• [WHAT THE TASK REQUIRES] List each line of the records below that contains the word "masonry", copying every such line in full.

• [DATA SUPPLIED]

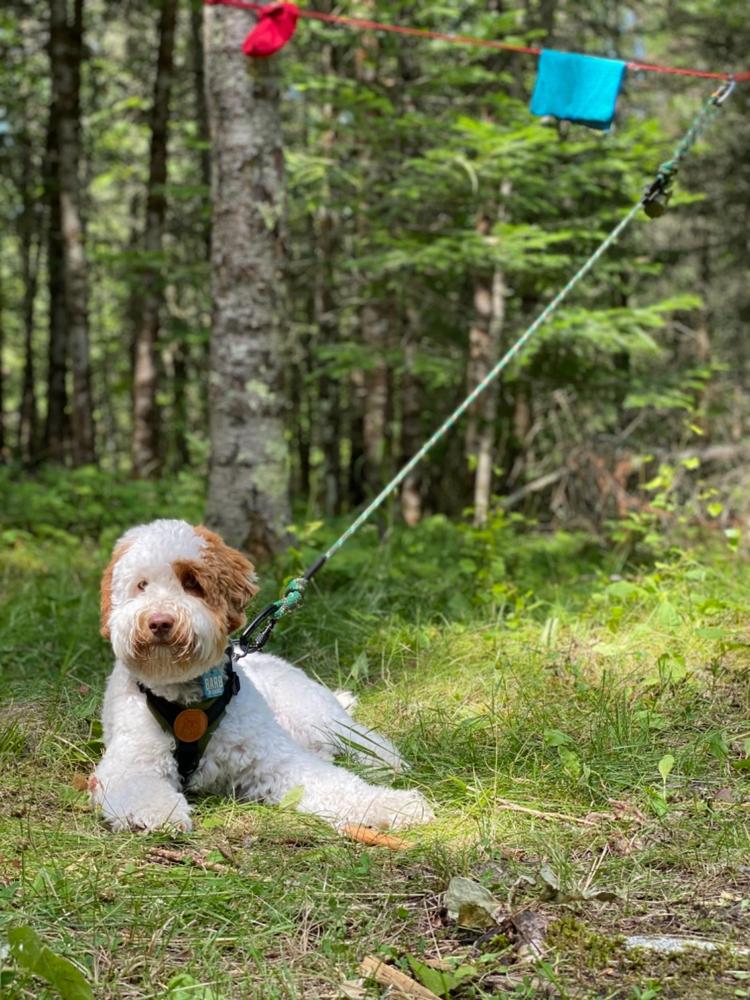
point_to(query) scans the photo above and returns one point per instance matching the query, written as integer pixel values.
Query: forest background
(428, 218)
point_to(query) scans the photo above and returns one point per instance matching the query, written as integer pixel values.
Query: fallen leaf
(402, 986)
(471, 904)
(531, 929)
(29, 951)
(552, 892)
(373, 838)
(167, 856)
(440, 981)
(353, 989)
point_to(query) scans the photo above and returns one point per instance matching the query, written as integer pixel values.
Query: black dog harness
(192, 726)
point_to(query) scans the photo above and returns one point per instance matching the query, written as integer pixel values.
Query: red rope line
(484, 43)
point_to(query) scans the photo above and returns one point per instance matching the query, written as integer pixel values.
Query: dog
(170, 598)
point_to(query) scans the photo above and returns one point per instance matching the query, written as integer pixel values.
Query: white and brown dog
(171, 596)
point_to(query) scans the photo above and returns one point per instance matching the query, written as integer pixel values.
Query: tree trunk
(411, 497)
(65, 69)
(375, 397)
(484, 343)
(56, 421)
(29, 239)
(145, 371)
(248, 500)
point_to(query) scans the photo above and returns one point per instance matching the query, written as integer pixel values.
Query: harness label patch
(212, 682)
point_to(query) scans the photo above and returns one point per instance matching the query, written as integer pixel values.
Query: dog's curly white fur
(171, 596)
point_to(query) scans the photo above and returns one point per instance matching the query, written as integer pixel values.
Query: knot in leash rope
(293, 595)
(264, 623)
(658, 193)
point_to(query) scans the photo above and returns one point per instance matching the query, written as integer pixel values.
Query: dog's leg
(315, 717)
(138, 793)
(276, 767)
(136, 784)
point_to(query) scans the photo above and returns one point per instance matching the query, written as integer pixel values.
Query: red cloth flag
(276, 25)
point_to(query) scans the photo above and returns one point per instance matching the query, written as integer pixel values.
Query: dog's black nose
(161, 625)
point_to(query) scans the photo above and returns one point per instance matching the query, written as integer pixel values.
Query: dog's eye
(191, 586)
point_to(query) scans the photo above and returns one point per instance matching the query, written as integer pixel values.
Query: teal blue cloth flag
(579, 88)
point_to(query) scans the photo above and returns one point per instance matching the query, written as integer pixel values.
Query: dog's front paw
(149, 804)
(392, 809)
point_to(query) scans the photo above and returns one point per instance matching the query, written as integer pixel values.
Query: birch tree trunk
(248, 498)
(66, 39)
(146, 458)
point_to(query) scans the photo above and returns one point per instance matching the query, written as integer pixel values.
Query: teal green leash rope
(653, 201)
(657, 195)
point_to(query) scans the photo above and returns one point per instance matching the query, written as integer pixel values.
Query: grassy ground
(512, 669)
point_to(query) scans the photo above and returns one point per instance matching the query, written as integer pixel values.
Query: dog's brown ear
(229, 575)
(106, 589)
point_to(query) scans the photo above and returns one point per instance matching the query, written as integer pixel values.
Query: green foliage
(31, 953)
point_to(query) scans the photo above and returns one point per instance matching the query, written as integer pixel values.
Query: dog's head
(171, 595)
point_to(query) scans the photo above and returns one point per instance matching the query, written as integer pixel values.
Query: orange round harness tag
(190, 725)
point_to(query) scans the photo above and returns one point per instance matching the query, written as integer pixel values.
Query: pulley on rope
(654, 202)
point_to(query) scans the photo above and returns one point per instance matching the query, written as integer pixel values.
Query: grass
(509, 666)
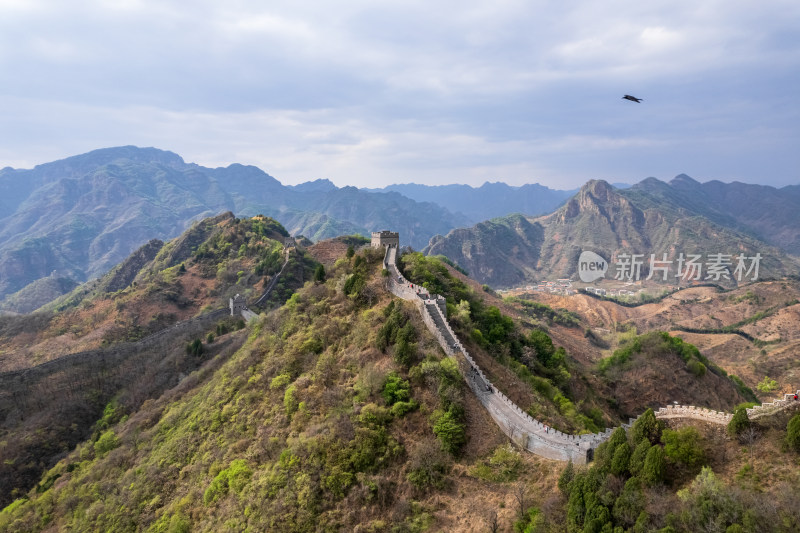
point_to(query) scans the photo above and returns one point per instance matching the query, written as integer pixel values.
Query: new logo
(591, 267)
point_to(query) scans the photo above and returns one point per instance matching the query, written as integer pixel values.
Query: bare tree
(492, 521)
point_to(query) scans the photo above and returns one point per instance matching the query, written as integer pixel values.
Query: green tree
(767, 385)
(683, 447)
(621, 459)
(646, 427)
(565, 479)
(793, 433)
(630, 503)
(107, 442)
(739, 422)
(450, 431)
(195, 348)
(654, 466)
(319, 274)
(395, 389)
(638, 457)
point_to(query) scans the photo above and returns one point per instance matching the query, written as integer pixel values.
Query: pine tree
(319, 274)
(739, 422)
(654, 466)
(793, 433)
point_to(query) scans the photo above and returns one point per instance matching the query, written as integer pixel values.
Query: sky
(369, 93)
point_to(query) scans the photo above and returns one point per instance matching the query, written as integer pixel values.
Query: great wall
(524, 430)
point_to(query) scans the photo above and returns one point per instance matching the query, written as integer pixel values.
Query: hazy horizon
(372, 95)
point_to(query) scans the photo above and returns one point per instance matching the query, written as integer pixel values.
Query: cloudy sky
(369, 93)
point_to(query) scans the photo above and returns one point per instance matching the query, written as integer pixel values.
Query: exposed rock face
(124, 274)
(604, 220)
(82, 215)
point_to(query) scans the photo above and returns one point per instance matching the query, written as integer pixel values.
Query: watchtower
(385, 238)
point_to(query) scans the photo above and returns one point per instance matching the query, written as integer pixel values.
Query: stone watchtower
(385, 238)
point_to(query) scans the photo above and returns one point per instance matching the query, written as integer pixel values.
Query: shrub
(195, 348)
(428, 465)
(683, 447)
(395, 389)
(565, 479)
(450, 431)
(621, 459)
(107, 442)
(646, 427)
(697, 368)
(767, 385)
(654, 466)
(638, 457)
(793, 433)
(234, 478)
(739, 422)
(400, 409)
(319, 274)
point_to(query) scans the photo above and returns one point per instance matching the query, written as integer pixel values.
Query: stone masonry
(519, 426)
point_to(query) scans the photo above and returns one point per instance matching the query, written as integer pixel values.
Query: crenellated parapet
(524, 430)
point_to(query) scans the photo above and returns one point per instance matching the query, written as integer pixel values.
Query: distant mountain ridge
(512, 250)
(78, 217)
(490, 200)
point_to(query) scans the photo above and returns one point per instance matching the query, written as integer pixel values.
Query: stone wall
(513, 421)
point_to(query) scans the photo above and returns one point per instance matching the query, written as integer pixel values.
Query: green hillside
(338, 411)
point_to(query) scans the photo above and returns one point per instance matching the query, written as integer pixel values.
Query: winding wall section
(519, 426)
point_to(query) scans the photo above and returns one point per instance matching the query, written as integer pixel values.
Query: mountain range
(651, 217)
(76, 218)
(490, 200)
(64, 222)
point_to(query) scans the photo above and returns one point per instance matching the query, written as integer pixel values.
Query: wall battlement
(516, 423)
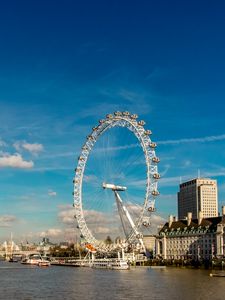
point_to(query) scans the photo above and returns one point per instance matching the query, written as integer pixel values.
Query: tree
(108, 240)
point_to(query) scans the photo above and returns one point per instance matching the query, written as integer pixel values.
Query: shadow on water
(27, 282)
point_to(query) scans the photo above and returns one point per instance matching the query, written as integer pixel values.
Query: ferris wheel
(133, 236)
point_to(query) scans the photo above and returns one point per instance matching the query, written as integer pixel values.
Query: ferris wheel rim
(129, 121)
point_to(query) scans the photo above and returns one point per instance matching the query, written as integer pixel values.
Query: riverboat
(33, 259)
(44, 263)
(111, 264)
(217, 274)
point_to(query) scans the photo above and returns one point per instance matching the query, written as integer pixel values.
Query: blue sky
(64, 65)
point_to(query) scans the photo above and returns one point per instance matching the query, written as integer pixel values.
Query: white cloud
(7, 220)
(34, 148)
(205, 139)
(52, 193)
(2, 143)
(14, 161)
(51, 233)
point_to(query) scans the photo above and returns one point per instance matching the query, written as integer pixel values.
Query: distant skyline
(65, 65)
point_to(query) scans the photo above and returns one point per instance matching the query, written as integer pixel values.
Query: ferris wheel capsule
(151, 208)
(155, 193)
(153, 145)
(155, 159)
(109, 116)
(141, 123)
(156, 175)
(148, 132)
(134, 116)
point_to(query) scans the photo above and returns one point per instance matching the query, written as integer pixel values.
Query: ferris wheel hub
(113, 187)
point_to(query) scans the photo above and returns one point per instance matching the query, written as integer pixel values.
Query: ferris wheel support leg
(120, 205)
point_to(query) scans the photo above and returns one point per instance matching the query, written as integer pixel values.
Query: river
(30, 282)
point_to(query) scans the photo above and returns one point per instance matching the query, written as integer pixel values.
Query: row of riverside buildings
(198, 233)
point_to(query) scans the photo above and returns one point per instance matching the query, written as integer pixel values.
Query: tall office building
(196, 195)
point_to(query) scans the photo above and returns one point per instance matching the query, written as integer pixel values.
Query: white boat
(112, 264)
(33, 259)
(44, 263)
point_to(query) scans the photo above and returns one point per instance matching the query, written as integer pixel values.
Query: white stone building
(201, 238)
(197, 195)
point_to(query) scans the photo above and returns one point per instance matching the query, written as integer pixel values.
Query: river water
(30, 282)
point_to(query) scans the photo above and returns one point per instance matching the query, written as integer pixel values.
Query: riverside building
(197, 195)
(198, 238)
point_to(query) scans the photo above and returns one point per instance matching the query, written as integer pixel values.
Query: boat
(44, 263)
(32, 259)
(222, 274)
(111, 264)
(13, 259)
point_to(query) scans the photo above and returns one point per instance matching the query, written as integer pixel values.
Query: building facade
(197, 239)
(197, 195)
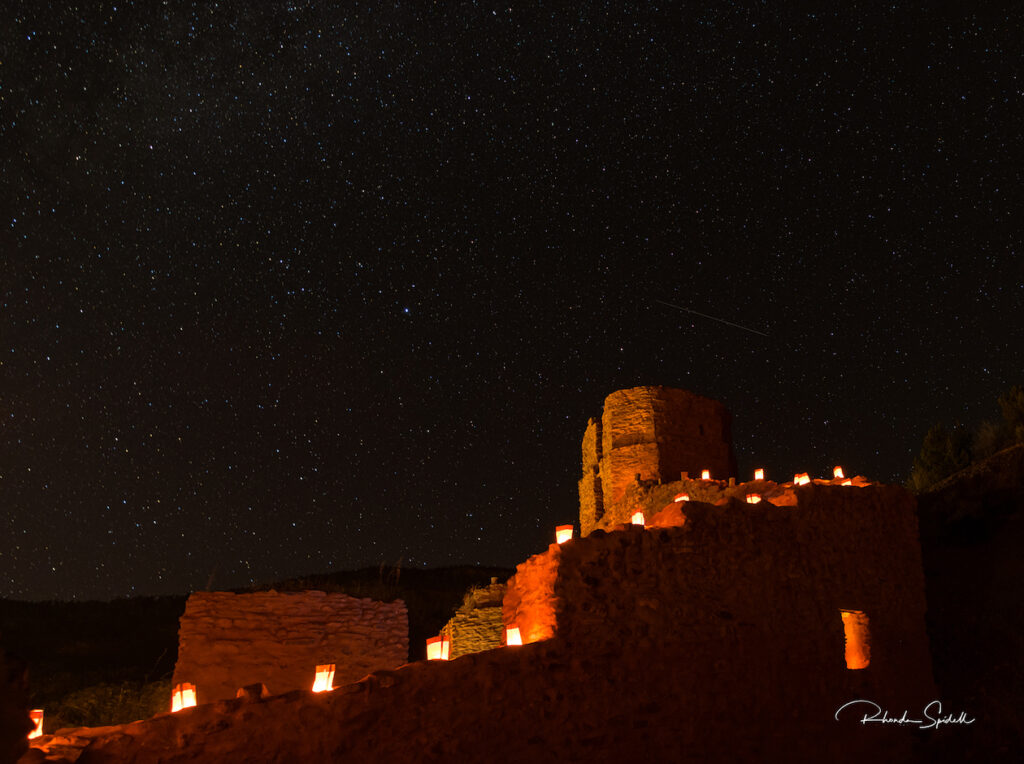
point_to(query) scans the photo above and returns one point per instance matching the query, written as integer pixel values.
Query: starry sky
(293, 287)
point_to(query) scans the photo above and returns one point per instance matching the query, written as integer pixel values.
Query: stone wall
(227, 641)
(474, 631)
(718, 638)
(591, 496)
(477, 625)
(655, 433)
(14, 721)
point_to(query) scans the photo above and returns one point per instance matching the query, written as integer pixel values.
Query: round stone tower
(654, 432)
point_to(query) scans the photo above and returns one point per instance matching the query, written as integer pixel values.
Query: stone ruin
(227, 641)
(719, 630)
(477, 625)
(649, 434)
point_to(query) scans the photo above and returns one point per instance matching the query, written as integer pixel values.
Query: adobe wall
(717, 640)
(654, 432)
(752, 596)
(477, 626)
(474, 631)
(227, 641)
(14, 721)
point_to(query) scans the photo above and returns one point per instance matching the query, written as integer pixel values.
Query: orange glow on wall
(858, 639)
(325, 678)
(512, 635)
(37, 719)
(438, 648)
(183, 696)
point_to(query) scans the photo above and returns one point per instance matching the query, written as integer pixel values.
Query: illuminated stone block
(858, 639)
(325, 678)
(438, 648)
(37, 719)
(183, 696)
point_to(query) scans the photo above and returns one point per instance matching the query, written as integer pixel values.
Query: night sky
(293, 287)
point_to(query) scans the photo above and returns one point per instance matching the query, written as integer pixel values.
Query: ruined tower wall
(227, 641)
(591, 497)
(654, 433)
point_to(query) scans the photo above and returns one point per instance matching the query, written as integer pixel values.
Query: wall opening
(858, 639)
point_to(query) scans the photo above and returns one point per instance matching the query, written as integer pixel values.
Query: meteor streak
(705, 315)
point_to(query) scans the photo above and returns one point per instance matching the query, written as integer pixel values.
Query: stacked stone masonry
(477, 626)
(652, 433)
(714, 635)
(227, 641)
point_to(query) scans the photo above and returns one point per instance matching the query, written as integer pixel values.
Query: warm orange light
(37, 719)
(512, 635)
(325, 678)
(858, 639)
(438, 648)
(183, 696)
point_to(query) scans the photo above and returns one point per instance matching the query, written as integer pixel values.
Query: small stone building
(477, 625)
(654, 434)
(227, 641)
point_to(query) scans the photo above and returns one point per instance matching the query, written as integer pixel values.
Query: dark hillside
(972, 526)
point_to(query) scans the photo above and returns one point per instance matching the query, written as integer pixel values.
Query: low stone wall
(474, 631)
(716, 639)
(227, 641)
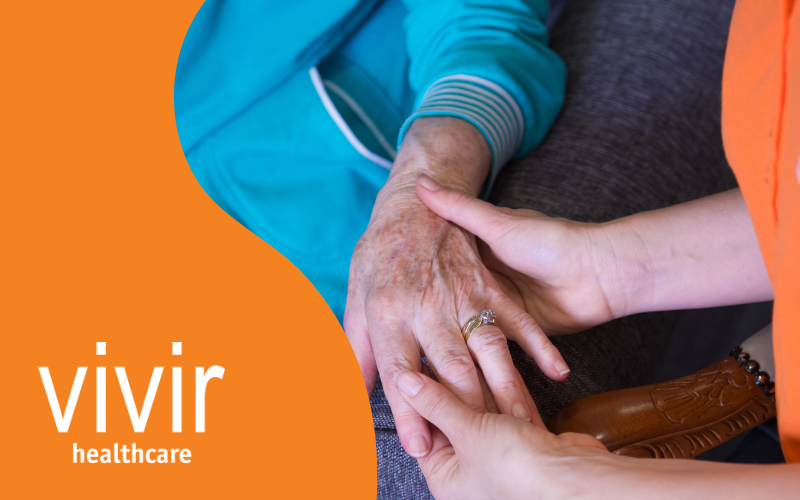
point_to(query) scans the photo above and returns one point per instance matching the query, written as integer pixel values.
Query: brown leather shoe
(677, 419)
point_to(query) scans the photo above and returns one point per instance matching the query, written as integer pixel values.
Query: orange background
(108, 237)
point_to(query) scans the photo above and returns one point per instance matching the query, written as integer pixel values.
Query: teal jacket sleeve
(488, 62)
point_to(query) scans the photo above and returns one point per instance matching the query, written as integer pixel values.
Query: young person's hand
(479, 456)
(571, 276)
(484, 456)
(415, 279)
(549, 265)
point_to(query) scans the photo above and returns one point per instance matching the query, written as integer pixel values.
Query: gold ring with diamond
(485, 317)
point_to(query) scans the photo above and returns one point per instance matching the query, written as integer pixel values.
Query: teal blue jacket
(290, 113)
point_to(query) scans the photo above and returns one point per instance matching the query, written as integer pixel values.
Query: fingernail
(409, 383)
(418, 446)
(428, 183)
(519, 411)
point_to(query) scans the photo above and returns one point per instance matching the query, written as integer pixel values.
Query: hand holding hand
(557, 269)
(415, 279)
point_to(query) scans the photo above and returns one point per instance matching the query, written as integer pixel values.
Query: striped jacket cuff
(484, 104)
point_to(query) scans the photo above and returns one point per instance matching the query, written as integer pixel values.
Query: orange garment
(761, 131)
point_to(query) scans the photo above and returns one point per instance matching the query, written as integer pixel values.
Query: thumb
(482, 219)
(435, 403)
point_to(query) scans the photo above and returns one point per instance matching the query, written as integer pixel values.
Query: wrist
(623, 266)
(449, 150)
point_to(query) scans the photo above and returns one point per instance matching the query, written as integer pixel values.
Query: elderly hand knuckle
(490, 342)
(457, 366)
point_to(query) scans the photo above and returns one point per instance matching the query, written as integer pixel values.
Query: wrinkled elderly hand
(416, 278)
(555, 268)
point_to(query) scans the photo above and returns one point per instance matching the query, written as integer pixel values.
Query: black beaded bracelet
(752, 366)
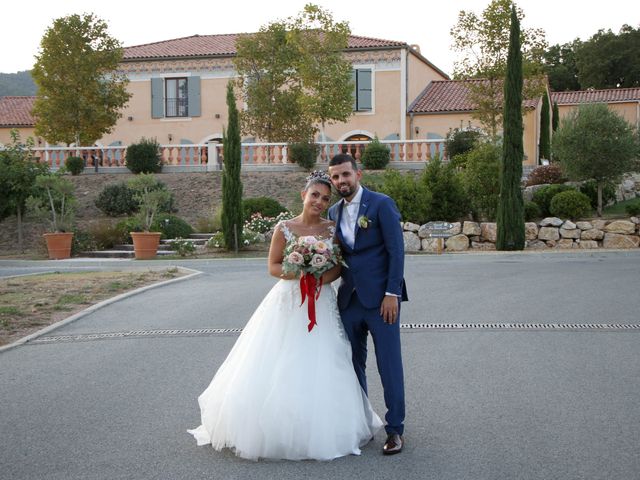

• [THE RESPONSE]
Query: stone masonry
Query: stacked stone masonry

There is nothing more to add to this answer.